What is needed
How many lines in the items below contain the string "person"? Case must match. Reply with the number alone.

Supplied data

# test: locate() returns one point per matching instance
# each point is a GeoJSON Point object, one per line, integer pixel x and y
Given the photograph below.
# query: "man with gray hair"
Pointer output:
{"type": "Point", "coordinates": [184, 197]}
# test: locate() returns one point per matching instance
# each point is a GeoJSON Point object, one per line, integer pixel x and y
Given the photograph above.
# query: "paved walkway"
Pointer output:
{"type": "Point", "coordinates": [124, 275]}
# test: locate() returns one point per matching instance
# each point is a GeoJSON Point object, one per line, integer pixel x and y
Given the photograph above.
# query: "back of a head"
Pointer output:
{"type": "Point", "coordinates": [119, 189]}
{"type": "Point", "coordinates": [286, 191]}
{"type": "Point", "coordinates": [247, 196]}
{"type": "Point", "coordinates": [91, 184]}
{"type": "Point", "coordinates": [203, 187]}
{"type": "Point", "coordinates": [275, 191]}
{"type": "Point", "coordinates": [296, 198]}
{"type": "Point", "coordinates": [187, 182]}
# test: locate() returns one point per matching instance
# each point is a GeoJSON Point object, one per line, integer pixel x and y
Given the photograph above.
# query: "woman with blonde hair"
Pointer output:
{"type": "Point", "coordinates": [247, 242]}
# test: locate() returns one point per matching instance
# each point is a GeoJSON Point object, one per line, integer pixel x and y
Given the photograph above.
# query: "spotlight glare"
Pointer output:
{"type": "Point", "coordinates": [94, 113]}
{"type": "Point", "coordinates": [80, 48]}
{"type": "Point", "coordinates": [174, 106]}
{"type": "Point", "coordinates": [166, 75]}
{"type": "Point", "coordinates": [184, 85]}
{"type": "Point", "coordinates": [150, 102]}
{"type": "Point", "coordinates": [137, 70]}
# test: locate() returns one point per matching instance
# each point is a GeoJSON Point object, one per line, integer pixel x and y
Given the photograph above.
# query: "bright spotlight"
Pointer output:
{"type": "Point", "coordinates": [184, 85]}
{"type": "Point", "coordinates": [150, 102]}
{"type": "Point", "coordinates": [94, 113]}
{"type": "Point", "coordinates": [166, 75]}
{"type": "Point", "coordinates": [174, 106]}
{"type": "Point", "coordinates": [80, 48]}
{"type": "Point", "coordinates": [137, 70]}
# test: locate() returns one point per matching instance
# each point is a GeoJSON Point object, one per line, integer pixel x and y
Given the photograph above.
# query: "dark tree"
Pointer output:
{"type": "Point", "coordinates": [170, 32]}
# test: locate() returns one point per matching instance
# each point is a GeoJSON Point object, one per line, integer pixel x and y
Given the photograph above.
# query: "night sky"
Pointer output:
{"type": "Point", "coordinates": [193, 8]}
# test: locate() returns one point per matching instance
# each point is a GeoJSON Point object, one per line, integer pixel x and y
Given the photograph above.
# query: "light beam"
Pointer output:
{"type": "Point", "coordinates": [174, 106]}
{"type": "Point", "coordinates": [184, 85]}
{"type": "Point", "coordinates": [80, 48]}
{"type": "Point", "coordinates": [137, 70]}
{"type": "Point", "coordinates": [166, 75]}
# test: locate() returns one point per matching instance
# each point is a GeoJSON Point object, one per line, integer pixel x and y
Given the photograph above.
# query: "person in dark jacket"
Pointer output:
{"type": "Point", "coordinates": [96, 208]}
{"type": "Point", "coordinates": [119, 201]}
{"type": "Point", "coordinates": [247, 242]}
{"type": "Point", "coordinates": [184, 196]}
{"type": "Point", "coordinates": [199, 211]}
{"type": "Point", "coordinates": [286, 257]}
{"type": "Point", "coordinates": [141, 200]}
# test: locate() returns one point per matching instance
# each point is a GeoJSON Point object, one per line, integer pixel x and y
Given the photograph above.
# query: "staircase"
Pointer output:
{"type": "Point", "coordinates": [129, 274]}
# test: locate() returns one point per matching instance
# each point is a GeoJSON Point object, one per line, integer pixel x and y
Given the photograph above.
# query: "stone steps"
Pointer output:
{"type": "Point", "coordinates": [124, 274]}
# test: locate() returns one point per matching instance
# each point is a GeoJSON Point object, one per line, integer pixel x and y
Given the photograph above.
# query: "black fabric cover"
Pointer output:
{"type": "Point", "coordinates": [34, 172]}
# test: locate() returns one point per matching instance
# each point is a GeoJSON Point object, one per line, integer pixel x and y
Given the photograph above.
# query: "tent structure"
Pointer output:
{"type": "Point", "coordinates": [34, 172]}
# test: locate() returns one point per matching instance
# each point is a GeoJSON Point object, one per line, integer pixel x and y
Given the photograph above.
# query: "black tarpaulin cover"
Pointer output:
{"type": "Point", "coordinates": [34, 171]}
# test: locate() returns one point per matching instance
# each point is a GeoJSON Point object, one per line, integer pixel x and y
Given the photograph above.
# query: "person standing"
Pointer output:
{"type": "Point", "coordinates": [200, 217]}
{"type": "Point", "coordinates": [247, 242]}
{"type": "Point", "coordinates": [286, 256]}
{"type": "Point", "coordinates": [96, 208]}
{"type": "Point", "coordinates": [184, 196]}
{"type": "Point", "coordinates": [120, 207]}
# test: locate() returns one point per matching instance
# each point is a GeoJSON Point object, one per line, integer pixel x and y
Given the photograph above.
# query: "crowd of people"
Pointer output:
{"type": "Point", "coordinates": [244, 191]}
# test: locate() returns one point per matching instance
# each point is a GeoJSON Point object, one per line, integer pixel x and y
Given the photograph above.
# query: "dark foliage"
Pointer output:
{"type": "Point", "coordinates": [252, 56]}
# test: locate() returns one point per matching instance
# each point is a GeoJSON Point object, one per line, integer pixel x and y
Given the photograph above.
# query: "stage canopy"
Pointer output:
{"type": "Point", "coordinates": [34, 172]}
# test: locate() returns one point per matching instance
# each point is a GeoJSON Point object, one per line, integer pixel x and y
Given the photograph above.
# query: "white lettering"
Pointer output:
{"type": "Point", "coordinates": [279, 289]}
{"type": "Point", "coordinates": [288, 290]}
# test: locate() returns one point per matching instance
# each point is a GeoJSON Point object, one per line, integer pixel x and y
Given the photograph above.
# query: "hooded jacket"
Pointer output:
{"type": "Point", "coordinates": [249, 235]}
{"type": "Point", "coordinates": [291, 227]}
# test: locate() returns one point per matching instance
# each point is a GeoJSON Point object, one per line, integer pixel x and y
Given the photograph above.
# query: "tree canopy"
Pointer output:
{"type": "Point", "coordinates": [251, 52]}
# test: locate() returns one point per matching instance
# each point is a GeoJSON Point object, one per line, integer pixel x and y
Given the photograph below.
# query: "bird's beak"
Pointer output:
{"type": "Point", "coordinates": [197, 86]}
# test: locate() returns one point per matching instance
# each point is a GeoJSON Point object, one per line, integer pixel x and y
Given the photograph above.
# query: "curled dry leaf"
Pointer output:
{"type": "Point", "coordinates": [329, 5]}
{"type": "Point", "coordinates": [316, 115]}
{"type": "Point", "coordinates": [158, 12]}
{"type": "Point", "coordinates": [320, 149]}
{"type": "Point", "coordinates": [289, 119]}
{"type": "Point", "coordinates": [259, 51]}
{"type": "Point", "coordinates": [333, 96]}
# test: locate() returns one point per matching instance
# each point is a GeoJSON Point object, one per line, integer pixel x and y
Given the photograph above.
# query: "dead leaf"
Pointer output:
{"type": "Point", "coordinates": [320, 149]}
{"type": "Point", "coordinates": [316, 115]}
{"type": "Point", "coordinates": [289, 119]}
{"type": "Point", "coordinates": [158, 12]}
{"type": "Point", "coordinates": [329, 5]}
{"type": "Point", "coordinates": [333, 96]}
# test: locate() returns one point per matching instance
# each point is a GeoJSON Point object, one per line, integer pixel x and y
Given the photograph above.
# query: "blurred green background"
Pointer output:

Written response
2